What you have to do =
Pick out and copy every line of the listing below that contains the string "bread". Case counts.

Record extracts =
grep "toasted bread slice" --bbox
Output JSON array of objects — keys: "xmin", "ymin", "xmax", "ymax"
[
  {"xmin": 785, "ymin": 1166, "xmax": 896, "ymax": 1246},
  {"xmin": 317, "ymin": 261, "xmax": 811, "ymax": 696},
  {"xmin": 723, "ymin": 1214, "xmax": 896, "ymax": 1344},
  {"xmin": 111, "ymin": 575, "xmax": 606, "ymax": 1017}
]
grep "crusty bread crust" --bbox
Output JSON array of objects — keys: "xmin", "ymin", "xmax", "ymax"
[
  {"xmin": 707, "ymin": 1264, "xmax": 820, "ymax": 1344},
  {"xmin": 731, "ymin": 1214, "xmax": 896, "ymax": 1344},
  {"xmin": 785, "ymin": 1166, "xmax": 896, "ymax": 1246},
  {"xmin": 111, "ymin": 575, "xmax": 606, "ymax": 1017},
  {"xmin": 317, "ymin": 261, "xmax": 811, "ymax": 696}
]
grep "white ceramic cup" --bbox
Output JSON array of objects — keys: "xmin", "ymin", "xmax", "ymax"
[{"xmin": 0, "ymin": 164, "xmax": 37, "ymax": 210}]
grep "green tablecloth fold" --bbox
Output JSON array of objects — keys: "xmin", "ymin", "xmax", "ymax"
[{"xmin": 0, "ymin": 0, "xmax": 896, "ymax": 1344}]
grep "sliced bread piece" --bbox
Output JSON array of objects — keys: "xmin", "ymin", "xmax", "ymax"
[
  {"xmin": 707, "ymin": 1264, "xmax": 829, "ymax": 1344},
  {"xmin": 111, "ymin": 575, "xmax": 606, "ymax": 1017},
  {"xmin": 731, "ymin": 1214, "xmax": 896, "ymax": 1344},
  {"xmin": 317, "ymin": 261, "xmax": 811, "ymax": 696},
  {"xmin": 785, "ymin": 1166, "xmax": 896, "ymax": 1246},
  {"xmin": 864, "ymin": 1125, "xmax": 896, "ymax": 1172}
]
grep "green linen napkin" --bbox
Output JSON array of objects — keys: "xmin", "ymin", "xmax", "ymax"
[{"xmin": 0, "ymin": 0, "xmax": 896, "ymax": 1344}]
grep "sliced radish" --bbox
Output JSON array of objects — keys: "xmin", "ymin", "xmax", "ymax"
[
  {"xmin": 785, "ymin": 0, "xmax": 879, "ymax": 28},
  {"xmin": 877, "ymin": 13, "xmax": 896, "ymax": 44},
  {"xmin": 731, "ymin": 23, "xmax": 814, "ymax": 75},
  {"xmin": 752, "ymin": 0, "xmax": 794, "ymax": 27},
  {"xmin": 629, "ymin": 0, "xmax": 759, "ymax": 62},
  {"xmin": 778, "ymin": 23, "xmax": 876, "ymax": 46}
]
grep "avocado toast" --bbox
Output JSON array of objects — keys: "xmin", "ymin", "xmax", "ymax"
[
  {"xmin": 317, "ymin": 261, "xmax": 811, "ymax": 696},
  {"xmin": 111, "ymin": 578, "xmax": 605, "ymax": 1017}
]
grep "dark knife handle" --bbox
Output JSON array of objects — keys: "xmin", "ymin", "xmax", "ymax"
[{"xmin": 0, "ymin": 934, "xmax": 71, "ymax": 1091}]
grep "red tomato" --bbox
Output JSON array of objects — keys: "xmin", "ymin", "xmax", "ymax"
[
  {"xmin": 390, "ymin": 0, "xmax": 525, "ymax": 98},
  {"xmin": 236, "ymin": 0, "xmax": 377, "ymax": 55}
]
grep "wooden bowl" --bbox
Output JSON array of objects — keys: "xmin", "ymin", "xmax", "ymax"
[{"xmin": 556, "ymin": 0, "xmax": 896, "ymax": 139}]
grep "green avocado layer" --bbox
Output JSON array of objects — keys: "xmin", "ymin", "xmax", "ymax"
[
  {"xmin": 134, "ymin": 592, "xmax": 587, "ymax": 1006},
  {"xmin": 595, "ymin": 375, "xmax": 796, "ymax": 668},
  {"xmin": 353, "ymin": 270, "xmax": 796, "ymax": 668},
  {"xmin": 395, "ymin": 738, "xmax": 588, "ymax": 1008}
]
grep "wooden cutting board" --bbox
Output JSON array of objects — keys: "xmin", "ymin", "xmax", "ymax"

Task answer =
grep "toasted bread slice" --bbox
grep "crusty bread crust" --bbox
grep "sliced bread piece" --bbox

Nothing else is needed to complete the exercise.